- **Source text**:
%%

On the birth certificate, the child's name would be written as "Hasan Prasetyo child of Suparman Prakoso and Wulandari Setiadewi". On all other official documents, the child's name would be written as "Hasan Prasetyo".

===Polynymic names with family name===
If the parents want a family name (or surname) to appear on official documents, the family name has to be included on the child's birth certificate.

Example:
Child's name: Hasan Prakoso
Father's name: Suparman Prakoso
Mother's name: Wulandari Suprapto

On the birth certificate, the child's name would be written as "Hasan Prakoso child of Suparman Prakoso and Wulandari Suprapto". On all other official documents, the child's name would be written as "Hasan Prakoso".

===Polynymic names with patronymic===
The patronymic is usually constructed from the father's name, with the word putra (for males, "son" in Sanskrit) or putri (for females, "daughter" in Sanskrit) appended.

Example:
Child's name: Hasan Suparmanputra
Father's name: Suparman
Mother's name: Wulandari

On the birth certificate, the child's name would be written as "Hasan Suparmanputra child of Suparman and Wulandari". On all other official documents, the child's name would be written as "Hasan Suparmanputra". This would be somewhat analogous to the practice in Iceland, where patronymics are used.

Occasionally, the father's name will be used as the surname, without appending putra or putri (in this example it would be Hasan Suparman). This might be done unofficially, that is, not matching the birth certificate. Nevertheless, this format sometimes appears on government documents.

%%

Pointing dataset excerpts
%%

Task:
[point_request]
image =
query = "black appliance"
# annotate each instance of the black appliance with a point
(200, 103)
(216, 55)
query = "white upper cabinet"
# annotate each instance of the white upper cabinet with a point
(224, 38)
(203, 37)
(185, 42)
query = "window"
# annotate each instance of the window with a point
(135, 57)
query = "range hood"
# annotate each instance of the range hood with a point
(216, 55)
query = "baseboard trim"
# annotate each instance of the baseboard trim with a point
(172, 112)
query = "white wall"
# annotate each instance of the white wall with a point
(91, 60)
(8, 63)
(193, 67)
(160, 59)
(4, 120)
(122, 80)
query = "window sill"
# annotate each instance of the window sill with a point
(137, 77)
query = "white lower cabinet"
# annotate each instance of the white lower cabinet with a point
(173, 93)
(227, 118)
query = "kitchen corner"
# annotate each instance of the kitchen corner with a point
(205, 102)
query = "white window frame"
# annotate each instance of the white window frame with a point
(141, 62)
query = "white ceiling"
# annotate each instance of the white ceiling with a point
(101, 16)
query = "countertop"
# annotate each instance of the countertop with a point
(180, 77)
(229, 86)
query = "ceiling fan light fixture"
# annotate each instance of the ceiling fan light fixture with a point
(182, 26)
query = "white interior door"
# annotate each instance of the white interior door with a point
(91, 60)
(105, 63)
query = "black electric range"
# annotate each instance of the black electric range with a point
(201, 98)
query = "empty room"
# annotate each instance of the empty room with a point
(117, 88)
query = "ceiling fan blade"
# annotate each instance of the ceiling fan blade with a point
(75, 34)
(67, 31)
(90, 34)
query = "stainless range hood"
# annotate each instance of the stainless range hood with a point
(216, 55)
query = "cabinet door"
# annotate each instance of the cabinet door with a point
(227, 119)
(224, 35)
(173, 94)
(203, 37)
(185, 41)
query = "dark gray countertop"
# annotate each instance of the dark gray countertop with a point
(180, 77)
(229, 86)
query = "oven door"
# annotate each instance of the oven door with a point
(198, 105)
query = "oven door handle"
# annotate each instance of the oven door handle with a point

%%

- **What to work on**:
a – Translate this sentence from the text on polynymic names into Spanish: "If the parents want a family name (or surname) to appear on official documents, the family name has to be included on the child's birth certificate."
b – The text on polynymic names gives several examples. For each one, list the child's name as it would be written on all other official documents.

- **Answers to the problems**:
a – Si los padres quieren que un apellido aparezca en los documentos oficiales, el apellido tiene que incluirse en el acta de nacimiento del niño.

b –
- Hasan Prasetyo
- Hasan Prakoso
- Hasan Suparmanputra